• [Reading passage]:
11. A method according to claim 10, further comprising:
sensing gas pressures at a third predetermined acoustic measuring frequency from said sample gas conduit and from said reference gas conduit utilizing said pressure detecting microphone giving at least a third acoustic pressure signal component; and
applying calculations to said third acoustic pressure signal component or components forming at least a third intermediate output signal including content data of a third gas component in the sample gas.
12. A method according to claim 11, further comprising:
selecting one of said second acoustic measuring frequency and said third acoustic measuring frequency that has a higher frequency for measuring the concentrations of oxygen and a gas or gases other than oxygen.
13. A method according to claim 12, wherein said second acoustic measuring frequency is selected to be in the order of 2000 Hz for determining the concentration of nitrous oxide as said second gas component, and
wherein said third acoustic measuring frequency is selected to be in the order of 2450 Hz for determining the concentrations of helium third gas component.
14. A method according to claim 11, further comprising:
one of subtracting and adding the third acoustic pressure signal component at said third acoustic measuring frequency from or to each other resulting to said third intermediate output signal.
15. A method according to claim 14, further comprising attaining the concentration of the third gas component from a second difference,
wherein the second difference is calculated by subtracting the third intermediate output signal and the first intermediate output signal at their acoustic measuring frequencies.
16. A method according to claim 10, further comprising:
selecting one of said first acoustic measuring frequency and said second acoustic measuring frequency that has a higher frequency for measuring the concentrations of oxygen and a gas or gases other than oxygen.
17. A method according to claim 16, further comprising:
selecting said first acoustic measuring frequency to be at a maximum 300 Hz for determination of the concentration of oxygen as said first gas component in the sample gas;
selecting said second acoustic measuring frequency to be in the order of 2200 Hz for determining the concentrations nitrous oxide as said second gas component; and
selecting said third acoustic measuring frequency to be in the order of 2450 Hz for determining the concentrations of helium as said third gas component.

• [Task instructions]:
**1.** Answer these questions about the patent claims:
(a) Under claim 17, what is the highest value allowed for the first acoustic measuring frequency?
(b) According to claim 15, which two signals are subtracted to calculate the second difference?
(c) In claim 12, which frequency is chosen for measuring the concentrations of oxygen and the other gas or gases?
**2.** Rewrite the claim in the patent claims that begins "17. A method according to claim 16" as a short list, keeping its main facts.
**3.** Quote the patent claims from "12. A method" up to and including "helium third gas component.".
The records that come next have no connection to the patent claims.

• [Listed entries]:
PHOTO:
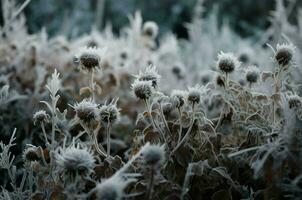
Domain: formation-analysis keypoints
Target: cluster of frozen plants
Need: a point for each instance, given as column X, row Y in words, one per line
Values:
column 137, row 117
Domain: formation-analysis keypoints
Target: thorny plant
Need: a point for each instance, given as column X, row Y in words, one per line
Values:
column 145, row 125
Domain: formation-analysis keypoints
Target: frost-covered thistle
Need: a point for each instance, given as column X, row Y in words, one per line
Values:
column 178, row 97
column 284, row 54
column 111, row 189
column 109, row 113
column 194, row 94
column 227, row 62
column 87, row 113
column 252, row 75
column 149, row 74
column 74, row 160
column 150, row 29
column 153, row 155
column 89, row 58
column 294, row 101
column 142, row 89
column 40, row 117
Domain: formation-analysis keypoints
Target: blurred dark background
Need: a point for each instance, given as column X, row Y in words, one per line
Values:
column 75, row 17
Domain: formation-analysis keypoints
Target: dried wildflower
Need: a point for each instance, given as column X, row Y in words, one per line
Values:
column 75, row 160
column 142, row 89
column 89, row 58
column 252, row 75
column 153, row 155
column 178, row 97
column 227, row 62
column 31, row 154
column 194, row 94
column 109, row 113
column 111, row 189
column 150, row 29
column 40, row 116
column 284, row 54
column 294, row 101
column 149, row 74
column 87, row 112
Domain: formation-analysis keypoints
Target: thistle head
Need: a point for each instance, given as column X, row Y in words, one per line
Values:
column 142, row 89
column 74, row 160
column 284, row 54
column 109, row 113
column 178, row 97
column 150, row 29
column 153, row 155
column 227, row 62
column 89, row 58
column 87, row 112
column 149, row 74
column 40, row 117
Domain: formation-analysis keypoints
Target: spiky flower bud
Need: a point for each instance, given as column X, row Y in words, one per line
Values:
column 109, row 113
column 40, row 116
column 142, row 89
column 153, row 155
column 87, row 112
column 89, row 58
column 227, row 62
column 252, row 75
column 294, row 101
column 149, row 74
column 284, row 54
column 74, row 160
column 178, row 97
column 150, row 29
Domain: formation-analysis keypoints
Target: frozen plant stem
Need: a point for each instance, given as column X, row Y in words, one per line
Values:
column 151, row 182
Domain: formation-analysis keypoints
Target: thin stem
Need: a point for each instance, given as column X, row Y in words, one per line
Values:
column 108, row 138
column 150, row 186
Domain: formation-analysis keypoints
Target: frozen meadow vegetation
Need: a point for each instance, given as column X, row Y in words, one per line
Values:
column 137, row 116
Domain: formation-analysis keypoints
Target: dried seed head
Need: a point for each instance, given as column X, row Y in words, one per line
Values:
column 74, row 160
column 284, row 54
column 178, row 97
column 153, row 155
column 150, row 29
column 142, row 89
column 87, row 112
column 31, row 154
column 111, row 189
column 227, row 62
column 109, row 113
column 252, row 74
column 294, row 101
column 194, row 94
column 40, row 116
column 89, row 58
column 149, row 74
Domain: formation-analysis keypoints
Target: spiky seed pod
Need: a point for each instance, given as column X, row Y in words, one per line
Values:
column 149, row 74
column 294, row 101
column 153, row 155
column 142, row 89
column 109, row 113
column 111, row 189
column 31, row 154
column 74, row 160
column 194, row 94
column 87, row 112
column 178, row 97
column 284, row 54
column 252, row 75
column 40, row 116
column 89, row 58
column 227, row 62
column 150, row 29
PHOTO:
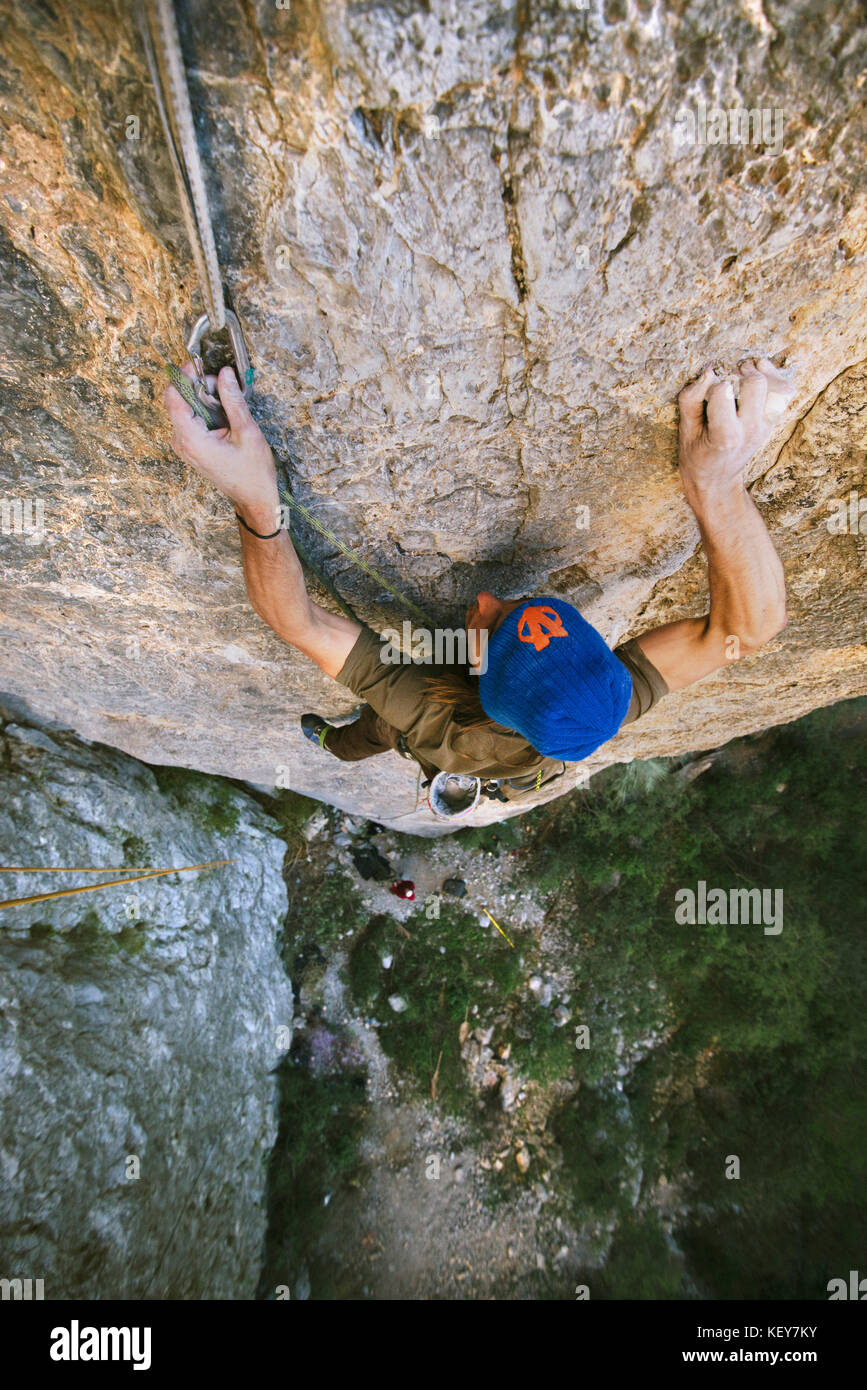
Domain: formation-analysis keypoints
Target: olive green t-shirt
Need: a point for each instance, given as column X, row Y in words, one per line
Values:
column 399, row 695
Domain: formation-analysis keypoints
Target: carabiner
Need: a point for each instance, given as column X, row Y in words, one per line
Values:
column 242, row 360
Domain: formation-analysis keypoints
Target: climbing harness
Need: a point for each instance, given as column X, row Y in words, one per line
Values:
column 166, row 64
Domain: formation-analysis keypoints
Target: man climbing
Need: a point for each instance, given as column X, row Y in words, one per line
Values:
column 550, row 690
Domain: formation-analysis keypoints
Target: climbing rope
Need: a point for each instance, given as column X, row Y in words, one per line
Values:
column 167, row 72
column 172, row 100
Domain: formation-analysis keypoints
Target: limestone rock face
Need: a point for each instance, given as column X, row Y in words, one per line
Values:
column 477, row 249
column 139, row 1026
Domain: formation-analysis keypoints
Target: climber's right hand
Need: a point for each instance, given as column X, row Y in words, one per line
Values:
column 238, row 459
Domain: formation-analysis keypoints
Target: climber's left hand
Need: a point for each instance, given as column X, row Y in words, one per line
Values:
column 236, row 460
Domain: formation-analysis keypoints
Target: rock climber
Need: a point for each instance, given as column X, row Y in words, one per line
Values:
column 549, row 691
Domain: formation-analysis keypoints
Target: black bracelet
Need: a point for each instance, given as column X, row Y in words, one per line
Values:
column 257, row 534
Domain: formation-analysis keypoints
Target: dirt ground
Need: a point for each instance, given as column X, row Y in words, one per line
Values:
column 424, row 1219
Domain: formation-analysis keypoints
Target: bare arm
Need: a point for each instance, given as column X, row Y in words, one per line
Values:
column 745, row 574
column 239, row 462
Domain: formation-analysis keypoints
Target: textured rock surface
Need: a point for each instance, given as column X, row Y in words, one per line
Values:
column 135, row 1022
column 475, row 262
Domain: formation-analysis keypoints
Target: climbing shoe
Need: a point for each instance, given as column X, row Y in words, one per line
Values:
column 316, row 729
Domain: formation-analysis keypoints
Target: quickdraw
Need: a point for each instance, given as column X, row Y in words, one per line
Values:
column 166, row 64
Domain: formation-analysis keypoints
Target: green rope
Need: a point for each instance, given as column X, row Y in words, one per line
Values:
column 185, row 388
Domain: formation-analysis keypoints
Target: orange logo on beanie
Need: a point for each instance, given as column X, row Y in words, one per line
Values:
column 538, row 626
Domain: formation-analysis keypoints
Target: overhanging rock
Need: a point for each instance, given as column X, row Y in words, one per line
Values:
column 475, row 255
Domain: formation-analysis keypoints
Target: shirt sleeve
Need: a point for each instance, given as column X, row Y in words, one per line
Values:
column 648, row 685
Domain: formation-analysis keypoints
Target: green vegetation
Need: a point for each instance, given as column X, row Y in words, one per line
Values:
column 207, row 799
column 292, row 811
column 325, row 911
column 728, row 1041
column 446, row 968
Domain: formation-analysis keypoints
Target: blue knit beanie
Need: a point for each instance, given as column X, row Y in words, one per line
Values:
column 553, row 679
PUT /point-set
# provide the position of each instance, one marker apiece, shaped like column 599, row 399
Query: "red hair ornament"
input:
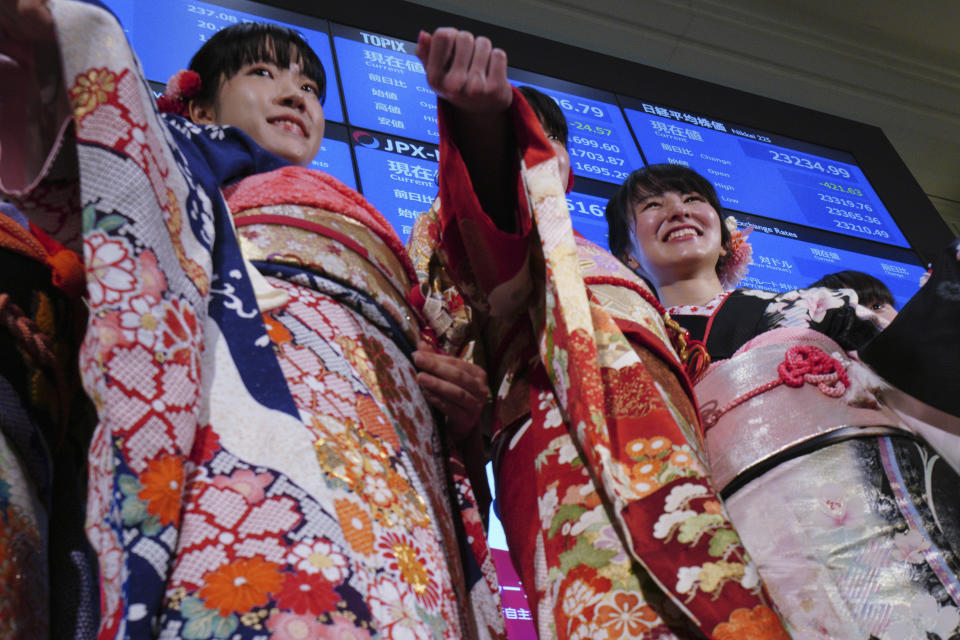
column 182, row 87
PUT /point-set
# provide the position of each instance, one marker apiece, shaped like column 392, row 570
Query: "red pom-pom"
column 181, row 86
column 186, row 83
column 166, row 104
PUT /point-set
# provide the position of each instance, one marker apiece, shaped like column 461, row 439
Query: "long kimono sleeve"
column 37, row 164
column 147, row 237
column 589, row 376
column 490, row 266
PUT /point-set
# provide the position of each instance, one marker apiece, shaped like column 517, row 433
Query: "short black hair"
column 655, row 180
column 547, row 111
column 869, row 290
column 222, row 56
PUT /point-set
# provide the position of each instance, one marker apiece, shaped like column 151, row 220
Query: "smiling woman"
column 264, row 460
column 846, row 508
column 276, row 99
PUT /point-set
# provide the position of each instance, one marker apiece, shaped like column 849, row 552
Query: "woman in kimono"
column 613, row 526
column 849, row 513
column 264, row 462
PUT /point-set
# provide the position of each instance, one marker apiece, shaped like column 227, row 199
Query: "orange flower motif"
column 628, row 616
column 713, row 507
column 647, row 447
column 91, row 90
column 278, row 333
column 681, row 459
column 240, row 586
column 759, row 623
column 644, row 476
column 357, row 527
column 161, row 484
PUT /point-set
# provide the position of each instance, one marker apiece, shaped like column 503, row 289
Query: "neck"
column 698, row 290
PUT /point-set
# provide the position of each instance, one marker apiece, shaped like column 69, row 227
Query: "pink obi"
column 781, row 395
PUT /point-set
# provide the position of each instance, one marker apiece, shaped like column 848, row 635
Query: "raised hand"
column 453, row 386
column 465, row 71
column 26, row 20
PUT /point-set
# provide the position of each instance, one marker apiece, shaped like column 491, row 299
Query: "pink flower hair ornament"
column 181, row 88
column 739, row 255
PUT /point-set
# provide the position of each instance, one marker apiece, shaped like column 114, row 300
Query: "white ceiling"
column 889, row 63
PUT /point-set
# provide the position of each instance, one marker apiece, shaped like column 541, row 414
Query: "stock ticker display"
column 812, row 208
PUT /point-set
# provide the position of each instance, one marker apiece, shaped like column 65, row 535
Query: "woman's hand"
column 467, row 72
column 453, row 386
column 26, row 20
column 471, row 76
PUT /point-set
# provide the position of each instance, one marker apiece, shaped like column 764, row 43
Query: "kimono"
column 847, row 509
column 264, row 464
column 46, row 564
column 611, row 519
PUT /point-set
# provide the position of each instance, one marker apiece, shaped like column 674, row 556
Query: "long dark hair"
column 547, row 111
column 222, row 56
column 655, row 180
column 869, row 290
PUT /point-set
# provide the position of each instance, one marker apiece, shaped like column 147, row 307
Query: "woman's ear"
column 201, row 113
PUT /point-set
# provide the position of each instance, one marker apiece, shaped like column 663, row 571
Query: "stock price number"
column 590, row 142
column 859, row 228
column 600, row 171
column 596, row 156
column 580, row 107
column 806, row 163
column 853, row 215
column 862, row 206
column 579, row 206
column 592, row 128
column 842, row 189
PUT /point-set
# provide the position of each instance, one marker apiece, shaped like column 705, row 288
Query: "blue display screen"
column 187, row 25
column 587, row 202
column 773, row 177
column 398, row 177
column 384, row 85
column 334, row 156
column 386, row 147
column 598, row 140
column 787, row 257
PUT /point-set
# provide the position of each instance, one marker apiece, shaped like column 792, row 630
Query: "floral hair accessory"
column 739, row 255
column 181, row 87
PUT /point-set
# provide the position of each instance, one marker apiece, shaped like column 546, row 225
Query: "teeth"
column 681, row 233
column 293, row 127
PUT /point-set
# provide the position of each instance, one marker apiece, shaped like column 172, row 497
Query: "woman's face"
column 678, row 235
column 885, row 312
column 279, row 108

• [Answer set]:
**1.**
(a) A maximum of 300 Hz.
(b) The third intermediate output signal and the first intermediate output signal, at their acoustic measuring frequencies.
(c) Whichever of the second and third acoustic measuring frequencies is higher.

**2.**
Claim 17 (method according to claim 16) further comprises selecting:
- the first acoustic measuring frequency at a maximum of 300 Hz, to determine the concentration of oxygen as the first gas component in the sample gas;
- the second acoustic measuring frequency in the order of 2200 Hz, to determine the concentration of nitrous oxide as the second gas component;
- the third acoustic measuring frequency in the order of 2450 Hz, to determine the concentration of helium as the third gas component.

**3.**
12. A method according to claim 11, further comprising:
selecting one of said second acoustic measuring frequency and said third acoustic measuring frequency that has a higher frequency for measuring the concentrations of oxygen and a gas or gases other than oxygen.
13. A method according to claim 12, wherein said second acoustic measuring frequency is selected to be in the order of 2000 Hz for determining the concentration of nitrous oxide as said second gas component, and
wherein said third acoustic measuring frequency is selected to be in the order of 2450 Hz for determining the concentrations of helium third gas component.